→ WRITTEN INSTRUCTION 1
List every person mentioned by name in the article below on democracy withering.

Democracy Has Been Withering

Since HRF last commemorated the International Day of Democracy, authoritarian regimes have exploited some of the world’s most pressing crises to their advantage. Putin used his illicit invasion of Ukraine to tighten his grip on civil society in Russia and expand his authoritarian influence abroad. The Taliban leveraged their takeover of Afghanistan to roll back women’s and girls’ rights. Saudi Crown Prince Mohammed Bin Salman exploited diplomatic overtures in the fallout of the war in Ukraine to double down on repression, sentencing two women’s rights activists to record jail sentences within a month of meetings with President Biden and President Macron. China exploited the fanfare of the Olympics to obscure its long list of tyrannical abuses, which include the genocide against Uyghurs in Xinjiang, the stifling of human rights in Tibet, and the backsliding of freedoms in Hong Kong. Paul Kagame’s regime in Rwanda used the refugee and migrant crisis in Europe to partner with the United Kingdom in a scheme that threatens to upend the global protection system for asylum seekers. And other regimes — such as those in Belarus, Burma, and Nicaragua — simply exploited the world’s attention on Ukraine to continue their crackdowns. These are mere snapshots of how authoritarianism has eroded human rights over the last year. Dictators globally have continued persecuting dissidents calling for democratic reforms in closed societies.

 Now more than ever, the world is in dire need of democracy — 54% of the world’s population lives under authoritarianism. That means that authoritarian regimes have prevented more than four billion people from enjoying their right to freedom and democracy. Year after year, the number of people subjected to authoritarianism has increased. Since 2020, an additional 200 million individuals now live under tyranny, leaving them vulnerable to authoritarian abuse and exploitation.

→ WRITTEN INSTRUCTION 2
State how many lines of the records below contain the string "green". Case counts.

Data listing
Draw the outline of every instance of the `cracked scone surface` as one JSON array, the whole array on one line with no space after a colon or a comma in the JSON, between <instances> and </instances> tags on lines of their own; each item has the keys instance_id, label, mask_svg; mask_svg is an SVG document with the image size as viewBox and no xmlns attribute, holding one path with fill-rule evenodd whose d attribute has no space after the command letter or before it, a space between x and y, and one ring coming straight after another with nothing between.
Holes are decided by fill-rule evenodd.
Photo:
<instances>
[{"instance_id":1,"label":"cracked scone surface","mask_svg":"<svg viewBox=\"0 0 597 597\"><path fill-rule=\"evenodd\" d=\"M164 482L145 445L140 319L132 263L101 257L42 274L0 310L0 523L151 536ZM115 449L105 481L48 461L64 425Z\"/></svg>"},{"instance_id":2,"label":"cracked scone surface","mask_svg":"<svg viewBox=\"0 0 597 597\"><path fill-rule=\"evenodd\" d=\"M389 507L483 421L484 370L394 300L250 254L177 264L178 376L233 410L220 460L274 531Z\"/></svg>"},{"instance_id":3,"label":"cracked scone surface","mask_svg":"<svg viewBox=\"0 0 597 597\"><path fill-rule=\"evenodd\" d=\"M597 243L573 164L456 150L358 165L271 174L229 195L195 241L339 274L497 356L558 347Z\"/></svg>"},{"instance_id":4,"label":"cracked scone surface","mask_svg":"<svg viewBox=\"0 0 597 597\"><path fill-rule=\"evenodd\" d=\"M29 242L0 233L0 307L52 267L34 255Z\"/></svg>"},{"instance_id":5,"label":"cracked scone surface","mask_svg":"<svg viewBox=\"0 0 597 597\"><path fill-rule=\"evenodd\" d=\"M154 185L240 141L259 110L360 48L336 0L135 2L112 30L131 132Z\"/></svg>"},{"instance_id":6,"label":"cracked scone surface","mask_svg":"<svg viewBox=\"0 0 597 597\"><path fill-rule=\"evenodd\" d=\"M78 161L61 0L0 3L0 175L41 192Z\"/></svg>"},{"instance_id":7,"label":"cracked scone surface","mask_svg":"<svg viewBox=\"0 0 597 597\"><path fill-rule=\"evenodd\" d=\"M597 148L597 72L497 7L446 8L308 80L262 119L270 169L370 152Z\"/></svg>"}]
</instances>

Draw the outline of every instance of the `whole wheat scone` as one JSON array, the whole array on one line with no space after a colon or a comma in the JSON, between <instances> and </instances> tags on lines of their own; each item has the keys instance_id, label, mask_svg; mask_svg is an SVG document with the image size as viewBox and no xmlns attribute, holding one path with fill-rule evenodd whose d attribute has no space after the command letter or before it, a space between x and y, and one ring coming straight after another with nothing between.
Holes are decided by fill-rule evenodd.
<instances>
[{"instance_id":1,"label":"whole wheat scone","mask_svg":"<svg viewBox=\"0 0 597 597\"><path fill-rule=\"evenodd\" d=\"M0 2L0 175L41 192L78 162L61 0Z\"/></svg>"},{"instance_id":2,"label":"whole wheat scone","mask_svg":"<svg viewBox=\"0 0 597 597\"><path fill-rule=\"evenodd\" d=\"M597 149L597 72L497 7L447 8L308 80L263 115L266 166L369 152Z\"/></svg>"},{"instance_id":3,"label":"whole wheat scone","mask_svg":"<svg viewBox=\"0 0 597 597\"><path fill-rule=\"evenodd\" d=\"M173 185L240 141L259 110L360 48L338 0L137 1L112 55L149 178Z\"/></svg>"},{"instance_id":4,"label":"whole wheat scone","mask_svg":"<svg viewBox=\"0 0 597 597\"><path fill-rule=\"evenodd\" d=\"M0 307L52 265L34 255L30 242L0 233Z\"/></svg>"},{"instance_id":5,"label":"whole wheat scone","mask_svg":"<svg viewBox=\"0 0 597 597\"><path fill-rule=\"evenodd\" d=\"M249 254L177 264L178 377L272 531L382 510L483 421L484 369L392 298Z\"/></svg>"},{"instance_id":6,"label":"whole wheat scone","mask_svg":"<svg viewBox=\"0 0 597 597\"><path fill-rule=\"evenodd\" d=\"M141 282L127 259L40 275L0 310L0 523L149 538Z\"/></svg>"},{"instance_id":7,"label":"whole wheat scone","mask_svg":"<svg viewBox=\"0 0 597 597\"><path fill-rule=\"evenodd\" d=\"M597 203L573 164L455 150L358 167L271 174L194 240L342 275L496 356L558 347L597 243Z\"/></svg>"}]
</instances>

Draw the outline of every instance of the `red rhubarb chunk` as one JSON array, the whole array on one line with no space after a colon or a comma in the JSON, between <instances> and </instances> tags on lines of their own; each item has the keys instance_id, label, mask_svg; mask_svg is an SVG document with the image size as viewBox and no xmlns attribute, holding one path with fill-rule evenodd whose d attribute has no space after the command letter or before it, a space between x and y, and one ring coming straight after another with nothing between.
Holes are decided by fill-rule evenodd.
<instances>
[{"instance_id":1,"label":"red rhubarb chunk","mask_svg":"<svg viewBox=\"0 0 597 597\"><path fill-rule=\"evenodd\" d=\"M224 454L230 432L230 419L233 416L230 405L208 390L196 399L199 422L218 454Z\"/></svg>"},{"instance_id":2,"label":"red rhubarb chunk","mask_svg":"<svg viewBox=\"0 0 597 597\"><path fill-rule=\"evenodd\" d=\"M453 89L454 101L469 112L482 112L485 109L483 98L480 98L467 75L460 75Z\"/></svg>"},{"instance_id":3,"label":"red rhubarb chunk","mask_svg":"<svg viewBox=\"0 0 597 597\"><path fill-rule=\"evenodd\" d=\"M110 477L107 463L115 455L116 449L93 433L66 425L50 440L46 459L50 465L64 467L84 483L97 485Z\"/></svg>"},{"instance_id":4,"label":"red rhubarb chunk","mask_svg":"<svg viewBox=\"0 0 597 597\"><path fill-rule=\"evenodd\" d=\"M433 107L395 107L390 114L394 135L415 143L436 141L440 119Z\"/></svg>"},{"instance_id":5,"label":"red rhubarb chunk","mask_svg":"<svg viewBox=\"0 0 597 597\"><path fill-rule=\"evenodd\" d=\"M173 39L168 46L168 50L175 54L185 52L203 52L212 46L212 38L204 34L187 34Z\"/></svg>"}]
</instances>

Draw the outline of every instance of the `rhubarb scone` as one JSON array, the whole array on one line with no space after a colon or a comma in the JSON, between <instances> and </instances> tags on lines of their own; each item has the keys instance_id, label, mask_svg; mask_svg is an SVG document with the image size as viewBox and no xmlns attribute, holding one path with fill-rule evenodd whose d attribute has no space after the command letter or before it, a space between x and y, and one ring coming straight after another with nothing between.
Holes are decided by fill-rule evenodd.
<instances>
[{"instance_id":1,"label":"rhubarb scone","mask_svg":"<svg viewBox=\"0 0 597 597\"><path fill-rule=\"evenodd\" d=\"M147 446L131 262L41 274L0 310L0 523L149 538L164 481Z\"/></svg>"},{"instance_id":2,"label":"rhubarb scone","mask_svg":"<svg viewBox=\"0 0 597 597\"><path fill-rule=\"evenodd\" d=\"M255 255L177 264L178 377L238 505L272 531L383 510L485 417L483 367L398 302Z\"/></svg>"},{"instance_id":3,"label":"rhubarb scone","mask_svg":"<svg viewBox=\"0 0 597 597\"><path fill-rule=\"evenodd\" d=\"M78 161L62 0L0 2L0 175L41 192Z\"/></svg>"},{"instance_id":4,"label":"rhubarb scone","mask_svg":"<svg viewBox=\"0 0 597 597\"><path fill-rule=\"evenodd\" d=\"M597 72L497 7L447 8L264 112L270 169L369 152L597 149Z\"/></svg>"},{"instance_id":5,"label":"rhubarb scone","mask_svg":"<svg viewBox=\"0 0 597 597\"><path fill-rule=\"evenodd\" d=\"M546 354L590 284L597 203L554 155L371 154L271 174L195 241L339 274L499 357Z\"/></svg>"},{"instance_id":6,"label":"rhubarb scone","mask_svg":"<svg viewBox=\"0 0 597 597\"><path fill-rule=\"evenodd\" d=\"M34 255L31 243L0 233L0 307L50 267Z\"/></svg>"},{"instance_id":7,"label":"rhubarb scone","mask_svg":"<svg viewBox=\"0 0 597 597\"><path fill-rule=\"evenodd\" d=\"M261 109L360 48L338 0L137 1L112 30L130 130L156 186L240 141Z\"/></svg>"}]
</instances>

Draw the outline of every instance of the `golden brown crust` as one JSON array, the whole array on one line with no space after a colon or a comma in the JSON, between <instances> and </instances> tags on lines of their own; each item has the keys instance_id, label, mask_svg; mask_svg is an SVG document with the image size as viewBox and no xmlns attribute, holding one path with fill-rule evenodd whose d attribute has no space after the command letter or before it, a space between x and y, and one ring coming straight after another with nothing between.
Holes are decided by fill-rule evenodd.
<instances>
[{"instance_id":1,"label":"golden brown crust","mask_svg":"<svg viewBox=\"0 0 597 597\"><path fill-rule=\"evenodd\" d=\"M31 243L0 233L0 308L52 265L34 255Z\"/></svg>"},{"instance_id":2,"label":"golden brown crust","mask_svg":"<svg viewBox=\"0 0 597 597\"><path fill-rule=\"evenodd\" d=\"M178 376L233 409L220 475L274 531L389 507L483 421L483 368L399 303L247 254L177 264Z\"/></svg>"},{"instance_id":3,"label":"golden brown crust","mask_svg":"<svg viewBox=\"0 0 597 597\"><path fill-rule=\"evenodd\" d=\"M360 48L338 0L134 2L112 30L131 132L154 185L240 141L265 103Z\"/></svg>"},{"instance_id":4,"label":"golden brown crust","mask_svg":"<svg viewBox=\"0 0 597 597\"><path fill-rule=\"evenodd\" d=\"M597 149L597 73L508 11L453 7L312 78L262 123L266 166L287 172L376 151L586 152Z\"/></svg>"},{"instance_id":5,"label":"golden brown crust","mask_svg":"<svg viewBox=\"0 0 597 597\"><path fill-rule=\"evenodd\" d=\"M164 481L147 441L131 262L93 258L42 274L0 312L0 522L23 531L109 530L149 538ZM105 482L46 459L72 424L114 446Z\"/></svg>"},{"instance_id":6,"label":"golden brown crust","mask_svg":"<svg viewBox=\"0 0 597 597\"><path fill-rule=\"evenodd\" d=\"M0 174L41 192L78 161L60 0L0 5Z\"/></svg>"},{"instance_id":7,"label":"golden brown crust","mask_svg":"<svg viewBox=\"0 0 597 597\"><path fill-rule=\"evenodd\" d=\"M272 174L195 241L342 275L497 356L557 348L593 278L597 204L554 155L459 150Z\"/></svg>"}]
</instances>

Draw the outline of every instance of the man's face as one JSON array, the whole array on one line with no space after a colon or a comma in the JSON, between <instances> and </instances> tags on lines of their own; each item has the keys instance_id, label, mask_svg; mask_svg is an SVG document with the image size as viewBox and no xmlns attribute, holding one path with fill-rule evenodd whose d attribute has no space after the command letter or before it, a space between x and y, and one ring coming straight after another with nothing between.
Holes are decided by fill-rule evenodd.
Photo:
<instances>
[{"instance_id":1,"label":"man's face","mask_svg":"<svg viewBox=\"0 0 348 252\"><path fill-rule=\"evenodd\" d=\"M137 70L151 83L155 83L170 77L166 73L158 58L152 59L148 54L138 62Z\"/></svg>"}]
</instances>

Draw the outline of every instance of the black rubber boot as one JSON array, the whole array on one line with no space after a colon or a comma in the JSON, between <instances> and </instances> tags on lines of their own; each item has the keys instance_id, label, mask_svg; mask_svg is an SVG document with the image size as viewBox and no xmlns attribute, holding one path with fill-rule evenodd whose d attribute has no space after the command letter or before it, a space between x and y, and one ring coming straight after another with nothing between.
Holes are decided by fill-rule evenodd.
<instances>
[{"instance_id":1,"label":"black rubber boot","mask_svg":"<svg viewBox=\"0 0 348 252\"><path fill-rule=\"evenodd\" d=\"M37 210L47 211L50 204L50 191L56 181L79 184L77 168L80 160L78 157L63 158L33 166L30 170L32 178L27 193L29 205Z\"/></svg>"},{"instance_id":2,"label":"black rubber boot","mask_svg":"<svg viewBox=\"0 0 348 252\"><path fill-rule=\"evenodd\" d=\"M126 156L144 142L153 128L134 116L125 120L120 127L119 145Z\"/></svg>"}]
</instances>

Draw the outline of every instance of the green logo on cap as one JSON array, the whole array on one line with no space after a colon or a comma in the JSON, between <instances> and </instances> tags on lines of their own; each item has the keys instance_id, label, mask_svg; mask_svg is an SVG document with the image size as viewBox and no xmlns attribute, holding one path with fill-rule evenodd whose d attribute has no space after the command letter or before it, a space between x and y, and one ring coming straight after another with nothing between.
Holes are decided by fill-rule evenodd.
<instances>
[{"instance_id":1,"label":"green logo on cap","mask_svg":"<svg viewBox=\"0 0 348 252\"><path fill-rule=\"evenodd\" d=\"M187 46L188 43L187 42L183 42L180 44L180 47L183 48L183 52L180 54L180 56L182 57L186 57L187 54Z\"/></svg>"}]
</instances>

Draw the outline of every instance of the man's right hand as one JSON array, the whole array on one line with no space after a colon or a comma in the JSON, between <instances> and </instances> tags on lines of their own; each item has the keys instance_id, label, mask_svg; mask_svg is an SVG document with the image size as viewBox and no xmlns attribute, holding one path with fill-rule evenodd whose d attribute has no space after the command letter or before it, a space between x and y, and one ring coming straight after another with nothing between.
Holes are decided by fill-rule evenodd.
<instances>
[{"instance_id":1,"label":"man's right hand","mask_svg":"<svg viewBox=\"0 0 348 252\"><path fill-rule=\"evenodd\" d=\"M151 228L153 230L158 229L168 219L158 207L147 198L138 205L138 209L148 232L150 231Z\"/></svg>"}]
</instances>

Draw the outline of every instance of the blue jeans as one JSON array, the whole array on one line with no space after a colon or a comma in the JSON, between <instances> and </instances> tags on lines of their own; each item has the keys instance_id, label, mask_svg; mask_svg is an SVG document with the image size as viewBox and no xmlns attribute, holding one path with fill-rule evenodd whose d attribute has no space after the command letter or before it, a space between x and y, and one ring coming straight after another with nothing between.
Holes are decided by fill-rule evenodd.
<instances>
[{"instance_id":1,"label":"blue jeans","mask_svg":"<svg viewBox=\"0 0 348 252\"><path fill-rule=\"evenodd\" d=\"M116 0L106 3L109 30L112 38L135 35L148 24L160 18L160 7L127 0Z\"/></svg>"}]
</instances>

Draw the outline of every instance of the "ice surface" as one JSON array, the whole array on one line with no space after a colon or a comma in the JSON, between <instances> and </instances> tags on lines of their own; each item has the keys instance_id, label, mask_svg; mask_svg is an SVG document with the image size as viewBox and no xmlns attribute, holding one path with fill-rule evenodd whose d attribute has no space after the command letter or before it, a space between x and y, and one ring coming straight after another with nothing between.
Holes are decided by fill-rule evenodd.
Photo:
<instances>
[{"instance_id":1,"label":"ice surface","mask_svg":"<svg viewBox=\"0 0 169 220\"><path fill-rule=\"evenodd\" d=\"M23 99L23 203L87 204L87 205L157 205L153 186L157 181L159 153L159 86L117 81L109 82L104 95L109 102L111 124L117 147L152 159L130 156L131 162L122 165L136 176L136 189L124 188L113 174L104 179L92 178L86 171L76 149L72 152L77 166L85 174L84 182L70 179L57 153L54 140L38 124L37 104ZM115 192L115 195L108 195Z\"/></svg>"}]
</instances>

→ COMPLETE ANSWER 1
Putin, Mohammed Bin Salman, President Biden, President Macron, Paul Kagame

→ COMPLETE ANSWER 2
2